#### [Problem requirements]
Copy out all of the records below word for word, leaving out the pictures.

#### [Entries shown]
______________________________

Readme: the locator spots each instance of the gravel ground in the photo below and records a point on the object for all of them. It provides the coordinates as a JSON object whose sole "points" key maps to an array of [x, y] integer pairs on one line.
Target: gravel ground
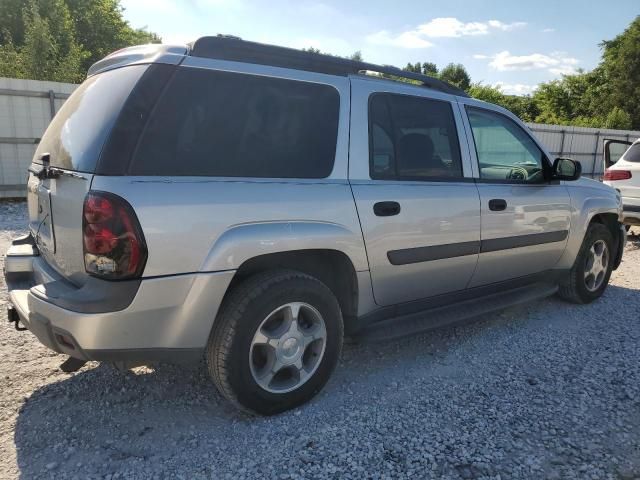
{"points": [[544, 390]]}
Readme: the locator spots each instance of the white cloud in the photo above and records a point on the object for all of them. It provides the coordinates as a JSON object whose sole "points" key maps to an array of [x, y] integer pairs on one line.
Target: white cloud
{"points": [[452, 27], [515, 88], [444, 27], [409, 39], [556, 62]]}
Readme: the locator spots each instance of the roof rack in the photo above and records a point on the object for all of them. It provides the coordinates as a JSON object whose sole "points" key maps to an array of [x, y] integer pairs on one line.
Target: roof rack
{"points": [[235, 49]]}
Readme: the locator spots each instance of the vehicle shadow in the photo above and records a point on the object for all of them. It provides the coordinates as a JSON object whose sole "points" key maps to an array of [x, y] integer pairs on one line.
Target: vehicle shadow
{"points": [[100, 421], [633, 238]]}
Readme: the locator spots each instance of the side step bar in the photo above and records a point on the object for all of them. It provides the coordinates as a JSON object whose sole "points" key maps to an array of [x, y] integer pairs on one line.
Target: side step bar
{"points": [[458, 312]]}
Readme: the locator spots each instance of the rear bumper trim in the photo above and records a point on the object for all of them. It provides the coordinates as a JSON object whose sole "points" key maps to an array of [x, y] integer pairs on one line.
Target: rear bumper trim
{"points": [[166, 318]]}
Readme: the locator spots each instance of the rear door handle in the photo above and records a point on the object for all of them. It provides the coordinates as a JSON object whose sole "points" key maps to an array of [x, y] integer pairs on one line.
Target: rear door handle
{"points": [[497, 205], [386, 209]]}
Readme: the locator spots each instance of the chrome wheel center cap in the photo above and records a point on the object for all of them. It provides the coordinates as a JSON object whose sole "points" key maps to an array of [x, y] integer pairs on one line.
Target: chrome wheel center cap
{"points": [[290, 348]]}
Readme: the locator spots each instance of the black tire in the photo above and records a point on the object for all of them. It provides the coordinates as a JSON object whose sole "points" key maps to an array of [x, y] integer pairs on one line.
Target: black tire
{"points": [[240, 316], [575, 290]]}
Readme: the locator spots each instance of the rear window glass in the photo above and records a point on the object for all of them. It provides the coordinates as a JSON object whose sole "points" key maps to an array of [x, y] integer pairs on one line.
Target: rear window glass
{"points": [[633, 154], [78, 131], [210, 123]]}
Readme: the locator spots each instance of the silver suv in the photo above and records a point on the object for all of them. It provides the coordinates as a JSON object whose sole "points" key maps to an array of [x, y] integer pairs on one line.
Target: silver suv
{"points": [[253, 204]]}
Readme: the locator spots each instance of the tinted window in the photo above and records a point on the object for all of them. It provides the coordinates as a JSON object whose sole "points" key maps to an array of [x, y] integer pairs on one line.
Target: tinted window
{"points": [[616, 150], [76, 134], [633, 154], [235, 125], [412, 138], [504, 150]]}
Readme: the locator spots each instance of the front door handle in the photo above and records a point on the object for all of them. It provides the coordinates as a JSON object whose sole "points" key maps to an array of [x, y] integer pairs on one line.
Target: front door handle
{"points": [[497, 205], [386, 209]]}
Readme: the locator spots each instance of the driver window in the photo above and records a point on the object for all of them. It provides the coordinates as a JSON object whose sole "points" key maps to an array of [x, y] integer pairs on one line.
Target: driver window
{"points": [[504, 150]]}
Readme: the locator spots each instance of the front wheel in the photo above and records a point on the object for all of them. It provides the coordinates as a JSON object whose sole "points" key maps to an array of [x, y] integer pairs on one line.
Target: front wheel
{"points": [[591, 271], [275, 342]]}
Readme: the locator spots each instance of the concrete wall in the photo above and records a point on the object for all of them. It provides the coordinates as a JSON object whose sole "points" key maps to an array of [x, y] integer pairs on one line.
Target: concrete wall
{"points": [[580, 143], [26, 108]]}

______________________________

#### [Solution]
Readme: the locator spots each instance of the gravel ground in the photo below and records a point on the object for all of them. It provides the coordinates as a JSON object whose sole "points" key maps to an array of [x, y] integer pairs on one line.
Target: gravel ground
{"points": [[544, 390]]}
Readme: the locator spots each instance of the white cloud in the photo above and records a point on the object for all of them. It provides the coordinates as a JSON object whose sole "points" key maps to an array of [x, y] integer pairs on one line.
Target: white cloud
{"points": [[452, 27], [515, 88], [444, 27], [409, 39], [556, 62]]}
Readme: the locator spots each instance of the roof rack in the photo above and records a point on the object for all of them. It provides the coordinates as a JSON object whose sole "points" key maps to an array of [x, y] integer pairs on one line.
Target: roof rack
{"points": [[235, 49]]}
Readme: the locator spots each instance of the vehicle shadow in the photo above and records a point on the object for all of them. It provides the coordinates as a JSON object whose sole "points" key maps to an array of [x, y] integer pairs on one line.
Target: vehicle shadow
{"points": [[100, 421], [633, 238]]}
Readme: the locator spots each instance of the side step bar in the photo above and records a point on the object for all of them. It provides the coordinates as a JSON object whose sole "points" key maps to an array of [x, y] integer pairs on one line.
Target: side step bar
{"points": [[458, 312]]}
Readme: the locator spots each instance of the rear bumper trim in the photo above and records a point on the object for all of them. It provides the coordinates as a JSON object whose sole "points" key maps to an array of [x, y] integer pairs on one line.
Target: rear bumper trim
{"points": [[166, 318]]}
Readme: the locator spots each instance of the rear door handle in the photo above and records a point on the object for all of them. It provides the coordinates as a JSON object whose sole "points" key maps to an array of [x, y] integer pairs on one line.
Target: rear door handle
{"points": [[497, 205], [386, 209]]}
Readme: the locator spots each instance of the chrome wheel center cap in the photo above and records a point on the object for all of them. It provides the coordinates as a JSON object whose sole "points" key maps to an array of [x, y] integer pairs on one line.
Target: chrome wheel center cap
{"points": [[290, 348]]}
Readme: the locator spots each instance of the black tire in the photo above and records a point on the object for all of them. It provides the coordinates as a JSON object whose sole "points" key maps to an array of [x, y] integer pairs on one line.
Target: black tire
{"points": [[240, 316], [575, 290]]}
Readme: the locator spots each instance of the rear window glass in the photo above and records a point on the object for all of them. It provides the coordinates as a JSON object whose sole "points" key maps to an array of [x, y] integer pairs on one line.
Target: rear window glass
{"points": [[633, 154], [78, 131], [210, 123]]}
Readme: the locator spots each instance of the silver suv in the photo above and records a point on the object for all of them. It provides the coordinates as a JSON object whose sole "points" key maps to an array of [x, y] integer pairs on one line.
Target: silver suv
{"points": [[253, 204]]}
Readme: the locator spots each instance of the tinted window in the photo above and records a point on the object for all of them. It provides the coordinates as a JSON object whose sole "points" key maps to an array of [x, y] integer pairs on one line.
Target: tinted window
{"points": [[616, 150], [76, 134], [633, 154], [235, 125], [412, 138], [504, 150]]}
Readme: the locator spots each instance of the front door handle in the photo above and records a point on the object for all of them. It provides the coordinates as a JSON object whose sole "points" key maps to an array of [x, y] integer pairs on one line.
Target: front door handle
{"points": [[497, 205], [386, 209]]}
Readme: the locator spots each instance of the driver window in the photo above and records a point on the object for all of them. It provides the coordinates as a JSON object whose sole "points" key maps to an array of [x, y] integer pairs on one line.
Target: driver window
{"points": [[504, 150]]}
Readme: the locator spots each instance of the front wheel in the photo above and records a point on the object for all of them. It provides the coordinates as a JSON object whose sole "points" key maps to an array of [x, y] integer pairs on one line.
Target: front wheel
{"points": [[591, 271], [275, 342]]}
Readme: the locator spots each instance of the concrete wall in the photo above and records a point on the object for all of them. It provides the coordinates as a JSON object whose sole "points" key maps to an array of [x, y] integer pairs on one line.
Target: concrete wall
{"points": [[580, 143], [26, 108]]}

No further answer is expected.